Data Vis

Visually clustering case law

I’ve been experimenting with a Python package called Yellowbrick, which provides a suite of visualisers built for gaining an insight into a dataset when working on machine learning problems.

One of my side projects at the moment is looking at ways in which an unseen case law judgment can be processed to determine its high level subject matter (e.g. Crime, Tort, Human Rights, Occupiers’ Liability etc) with text classification.

I did a quick experiment with Yellowbrick to visualise a small portion of the dataset I’m going to use to train a classifier. And here it is:

tSNE projection of 14 case law topic clusters using Yellowbrick

tSNE projection of 14 case law topic clusters using Yellowbrick

The chart above is called a TSNE (t-distributed stochastic neighbour embedding) projection. Each blob on the chart represents a judgment.

I was pretty pleased with this and several quick insights surfaced:

  • Crime may be a bit over represented in my training data, I’ll need to cut it back a bit

  • Some of the labels in the data may need a bit of merging, for example “false . imprisonment” can probably be handled by the “crime” data

  • There are a couple of interesting sub-clusters within the crime data (I’m guessing one of the clusters will be evidence and the other sentencing)

  • Human Rights as a topic sits right in the middle of the field between the crime cluster and the clusters of non-criminal topics

The code

Dependencies

from yellowbrick.text import TSNEVisualizer
from yellowbrick.style import set_palette
from sklearn.feature_extraction.text import TfidfVectorizer
import os

from sklearn.datasets.base import Bunch
from tqdm import tqdm
import matplotlib.pyplot as plt

set_palette('paired')

Dataset section

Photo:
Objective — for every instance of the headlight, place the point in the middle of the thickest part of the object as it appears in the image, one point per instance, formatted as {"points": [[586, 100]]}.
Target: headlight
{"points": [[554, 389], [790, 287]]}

Problems to work on
1) For the post on clustering case law, decide whether each statement agrees with it: (a) each blob on the chart stands for a judgment; (b) the author suspects Crime is under-represented in the training data; (c) Human Rights sits at the outer edge of the field, far from the crime cluster. Answer yes or no for each and quote the words that settle it.
2) Copy the passage of the post on clustering case law starting with "from yellowbrick.text import" and going on through "set_palette('paired')".
The data can be set aside, since nothing here depends on it.

Solution set
1)
(a) Yes: "Each blob on the chart represents a judgment."
(b) No: "Crime may be a bit over represented in my training data, I’ll need to cut it back a bit"
(c) No: "Human Rights as a topic sits right in the middle of the field between the crime cluster and the clusters of non-criminal topics"

2)
from yellowbrick.text import TSNEVisualizer
from yellowbrick.style import set_palette
from sklearn.feature_extraction.text import TfidfVectorizer
import os

from sklearn.datasets.base import Bunch
from tqdm import tqdm
import matplotlib.pyplot as plt

set_palette('paired')